> _DIRECTION_:
Could you copy, character for character, everything from the very start of the records down to and including the line that contains "M234 573L248 569L273"?

------------------------------------------------------------

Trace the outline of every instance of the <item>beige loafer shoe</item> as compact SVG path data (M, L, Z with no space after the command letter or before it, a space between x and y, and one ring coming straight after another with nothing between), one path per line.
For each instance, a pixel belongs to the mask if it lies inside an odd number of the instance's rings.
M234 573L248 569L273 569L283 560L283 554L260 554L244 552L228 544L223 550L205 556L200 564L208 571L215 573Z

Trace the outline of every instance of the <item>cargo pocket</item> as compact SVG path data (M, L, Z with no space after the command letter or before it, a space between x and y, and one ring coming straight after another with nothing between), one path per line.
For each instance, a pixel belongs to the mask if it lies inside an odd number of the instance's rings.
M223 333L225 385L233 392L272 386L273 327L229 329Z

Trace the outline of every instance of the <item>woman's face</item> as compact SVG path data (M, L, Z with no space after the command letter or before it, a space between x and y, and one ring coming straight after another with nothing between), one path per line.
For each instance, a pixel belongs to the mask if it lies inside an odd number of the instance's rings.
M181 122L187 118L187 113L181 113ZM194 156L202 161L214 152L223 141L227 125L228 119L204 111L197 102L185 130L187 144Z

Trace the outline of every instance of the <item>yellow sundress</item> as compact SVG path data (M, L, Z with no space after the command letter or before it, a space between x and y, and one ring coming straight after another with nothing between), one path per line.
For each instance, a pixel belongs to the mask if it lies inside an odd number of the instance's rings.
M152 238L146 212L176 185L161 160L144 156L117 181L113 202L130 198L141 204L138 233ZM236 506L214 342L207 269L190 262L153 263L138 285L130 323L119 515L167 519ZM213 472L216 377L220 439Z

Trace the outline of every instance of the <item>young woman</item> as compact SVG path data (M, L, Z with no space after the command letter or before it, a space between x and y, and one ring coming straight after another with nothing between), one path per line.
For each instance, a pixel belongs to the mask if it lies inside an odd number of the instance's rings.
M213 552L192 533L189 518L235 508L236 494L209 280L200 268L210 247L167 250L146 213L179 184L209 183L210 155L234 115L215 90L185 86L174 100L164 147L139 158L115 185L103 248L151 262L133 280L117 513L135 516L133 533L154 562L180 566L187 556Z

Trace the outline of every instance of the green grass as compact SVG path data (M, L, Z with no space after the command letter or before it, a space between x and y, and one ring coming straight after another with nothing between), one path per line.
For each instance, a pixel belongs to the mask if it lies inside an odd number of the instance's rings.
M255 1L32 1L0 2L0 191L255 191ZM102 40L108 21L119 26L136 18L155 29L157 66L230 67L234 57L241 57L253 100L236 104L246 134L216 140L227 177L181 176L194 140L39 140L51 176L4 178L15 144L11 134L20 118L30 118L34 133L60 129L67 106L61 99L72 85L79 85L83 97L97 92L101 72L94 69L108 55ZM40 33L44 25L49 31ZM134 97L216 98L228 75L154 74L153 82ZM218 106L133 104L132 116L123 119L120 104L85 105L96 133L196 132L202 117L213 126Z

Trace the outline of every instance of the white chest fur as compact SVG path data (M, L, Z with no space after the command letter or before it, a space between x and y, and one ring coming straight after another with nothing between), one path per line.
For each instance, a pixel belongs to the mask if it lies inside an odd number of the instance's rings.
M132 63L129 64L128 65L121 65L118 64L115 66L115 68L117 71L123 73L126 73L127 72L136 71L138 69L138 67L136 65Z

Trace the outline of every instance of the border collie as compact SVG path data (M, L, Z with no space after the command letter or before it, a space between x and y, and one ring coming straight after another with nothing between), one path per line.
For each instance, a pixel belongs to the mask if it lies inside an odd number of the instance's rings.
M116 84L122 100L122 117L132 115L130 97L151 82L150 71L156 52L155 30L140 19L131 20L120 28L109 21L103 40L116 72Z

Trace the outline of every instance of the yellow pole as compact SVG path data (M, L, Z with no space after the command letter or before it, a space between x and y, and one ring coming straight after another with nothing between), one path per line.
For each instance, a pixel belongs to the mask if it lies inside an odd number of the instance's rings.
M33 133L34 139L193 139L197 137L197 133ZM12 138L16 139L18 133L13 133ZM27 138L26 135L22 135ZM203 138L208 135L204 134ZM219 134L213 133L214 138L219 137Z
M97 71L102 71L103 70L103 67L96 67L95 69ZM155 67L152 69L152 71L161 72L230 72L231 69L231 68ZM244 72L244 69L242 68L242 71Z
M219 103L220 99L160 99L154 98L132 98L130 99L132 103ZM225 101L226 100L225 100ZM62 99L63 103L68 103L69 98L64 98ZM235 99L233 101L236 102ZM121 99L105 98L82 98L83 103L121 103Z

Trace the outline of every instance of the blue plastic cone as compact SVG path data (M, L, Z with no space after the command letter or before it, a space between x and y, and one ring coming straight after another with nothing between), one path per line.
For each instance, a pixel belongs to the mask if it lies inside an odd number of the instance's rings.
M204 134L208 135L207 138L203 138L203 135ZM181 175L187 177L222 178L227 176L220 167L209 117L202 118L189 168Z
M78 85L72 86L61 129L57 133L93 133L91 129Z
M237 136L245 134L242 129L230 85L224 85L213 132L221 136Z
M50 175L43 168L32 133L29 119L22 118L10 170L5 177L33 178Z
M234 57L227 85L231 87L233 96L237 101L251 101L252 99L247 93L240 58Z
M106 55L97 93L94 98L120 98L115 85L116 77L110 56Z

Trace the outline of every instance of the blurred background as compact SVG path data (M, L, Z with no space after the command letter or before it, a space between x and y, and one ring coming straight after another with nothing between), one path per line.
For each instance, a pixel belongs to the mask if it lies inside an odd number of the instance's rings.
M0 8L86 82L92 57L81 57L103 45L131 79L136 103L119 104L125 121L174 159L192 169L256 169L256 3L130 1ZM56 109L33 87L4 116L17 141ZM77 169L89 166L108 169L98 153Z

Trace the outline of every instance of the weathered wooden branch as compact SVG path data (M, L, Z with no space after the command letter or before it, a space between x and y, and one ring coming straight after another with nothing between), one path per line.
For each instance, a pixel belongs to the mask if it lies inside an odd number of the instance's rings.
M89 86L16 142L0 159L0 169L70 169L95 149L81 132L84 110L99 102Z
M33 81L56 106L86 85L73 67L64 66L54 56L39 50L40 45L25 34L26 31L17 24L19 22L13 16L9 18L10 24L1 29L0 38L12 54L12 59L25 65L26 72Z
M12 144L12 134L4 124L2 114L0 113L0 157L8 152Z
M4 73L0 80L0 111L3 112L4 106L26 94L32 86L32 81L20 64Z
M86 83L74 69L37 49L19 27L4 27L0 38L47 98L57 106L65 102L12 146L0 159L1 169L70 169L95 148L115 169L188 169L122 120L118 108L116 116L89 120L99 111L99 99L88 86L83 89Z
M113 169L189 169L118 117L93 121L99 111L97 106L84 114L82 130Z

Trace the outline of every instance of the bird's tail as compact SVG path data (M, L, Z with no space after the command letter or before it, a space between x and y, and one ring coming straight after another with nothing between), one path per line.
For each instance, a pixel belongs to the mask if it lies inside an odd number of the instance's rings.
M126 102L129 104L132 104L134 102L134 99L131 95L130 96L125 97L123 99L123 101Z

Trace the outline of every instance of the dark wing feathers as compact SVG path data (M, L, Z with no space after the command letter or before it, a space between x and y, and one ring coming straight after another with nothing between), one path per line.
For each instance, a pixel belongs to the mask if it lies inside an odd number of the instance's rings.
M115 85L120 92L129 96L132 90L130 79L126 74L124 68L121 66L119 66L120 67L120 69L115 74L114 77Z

------------------------------------------------------------

> _ANSWER TO THE TASK_:
Trace the outline of every instance of the <item>beige loafer shoe</item> as compact SVG path data (M, L, Z with no space after the command letter or before it, a space between x and y, and one ring coming straight after another with nothing between), one path per line.
For each instance, a pixel belongs to the mask if it lies inside an odd number of the instance's rings.
M234 573L248 569L273 569L283 560L283 554L260 554L244 552L228 544L223 550L205 556L200 564L208 571L215 573Z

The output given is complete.